Your assignment -> Reproduce the entire listing below exactly.

Records supplied ->
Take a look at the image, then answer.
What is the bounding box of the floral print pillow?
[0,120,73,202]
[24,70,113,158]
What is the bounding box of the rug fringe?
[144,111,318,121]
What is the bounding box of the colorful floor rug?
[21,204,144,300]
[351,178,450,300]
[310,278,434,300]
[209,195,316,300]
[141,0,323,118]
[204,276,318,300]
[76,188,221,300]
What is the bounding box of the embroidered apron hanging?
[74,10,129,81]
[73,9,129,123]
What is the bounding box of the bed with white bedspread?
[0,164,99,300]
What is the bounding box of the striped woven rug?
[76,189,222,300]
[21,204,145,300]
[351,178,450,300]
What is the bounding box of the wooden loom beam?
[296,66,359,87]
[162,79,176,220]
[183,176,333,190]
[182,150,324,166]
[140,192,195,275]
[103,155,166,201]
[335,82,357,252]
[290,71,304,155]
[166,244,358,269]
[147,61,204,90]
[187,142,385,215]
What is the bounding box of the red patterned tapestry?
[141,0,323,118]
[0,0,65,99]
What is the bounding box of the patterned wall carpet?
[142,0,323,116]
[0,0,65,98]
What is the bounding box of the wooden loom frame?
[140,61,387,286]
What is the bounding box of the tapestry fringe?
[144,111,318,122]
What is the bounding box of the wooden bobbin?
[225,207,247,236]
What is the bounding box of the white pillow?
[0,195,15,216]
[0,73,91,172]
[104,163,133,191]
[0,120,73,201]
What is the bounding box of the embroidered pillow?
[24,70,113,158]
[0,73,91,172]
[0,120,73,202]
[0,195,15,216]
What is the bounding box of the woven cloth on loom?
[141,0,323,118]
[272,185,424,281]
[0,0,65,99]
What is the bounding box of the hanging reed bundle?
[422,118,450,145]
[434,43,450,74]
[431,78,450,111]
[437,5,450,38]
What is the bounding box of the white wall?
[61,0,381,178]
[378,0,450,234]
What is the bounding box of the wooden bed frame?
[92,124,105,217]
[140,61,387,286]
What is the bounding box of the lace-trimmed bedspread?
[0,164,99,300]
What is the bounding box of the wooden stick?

Your response ->
Take a look at the image, then answer.
What is the bounding box of the floral print pillow?
[0,120,73,202]
[24,70,113,158]
What is the bounding box of the rug fringe?
[144,111,318,121]
What is the bounding box of the colorful floor rug?
[21,204,144,300]
[351,178,450,300]
[310,278,434,300]
[209,195,316,300]
[141,0,323,118]
[204,276,318,300]
[76,188,221,300]
What is the bounding box of the embroidered apron hanging?
[74,10,129,81]
[73,9,129,123]
What is the bounding box of the bed with white bedspread?
[0,164,99,300]
What is the bounding box of the striped woven rug?
[76,189,222,300]
[21,204,145,300]
[351,178,450,300]
What is the bounding box of the wooden loom beam?
[296,66,359,87]
[162,79,176,220]
[183,176,333,190]
[182,150,324,166]
[140,192,195,275]
[103,155,166,201]
[335,82,357,252]
[290,71,304,155]
[166,244,358,269]
[147,61,204,90]
[187,142,385,215]
What is the bounding box of the red patterned tapestry?
[141,0,323,118]
[0,0,65,99]
What is the bounding box of the patterned wall carpet?
[142,0,323,116]
[0,0,65,98]
What is the bounding box of the wooden loom frame?
[140,61,387,286]
What is the bounding box of the tapestry fringe?
[144,111,318,122]
What is the bounding box of the wooden bobbin?
[225,207,247,236]
What is the bounding box of the white pillow?
[0,195,15,216]
[0,73,91,172]
[104,163,133,191]
[0,120,73,201]
What is the bounding box of the embroidered pillow?
[24,70,113,158]
[0,73,91,172]
[0,120,73,202]
[0,195,15,216]
What is the bounding box of the woven cloth on loom?
[141,0,323,118]
[272,185,424,281]
[0,0,65,99]
What is the bounding box of the hanging reed bundle?
[422,118,450,145]
[434,43,450,74]
[431,78,450,111]
[437,5,450,38]
What is the bounding box of the white wall?
[61,0,381,178]
[378,0,450,234]
What is the bounding box of the wooden bed frame?
[92,124,105,217]
[140,61,387,286]
What is the bounding box of the lace-trimmed bedspread?
[0,164,99,300]
What is the bounding box of the wooden stick?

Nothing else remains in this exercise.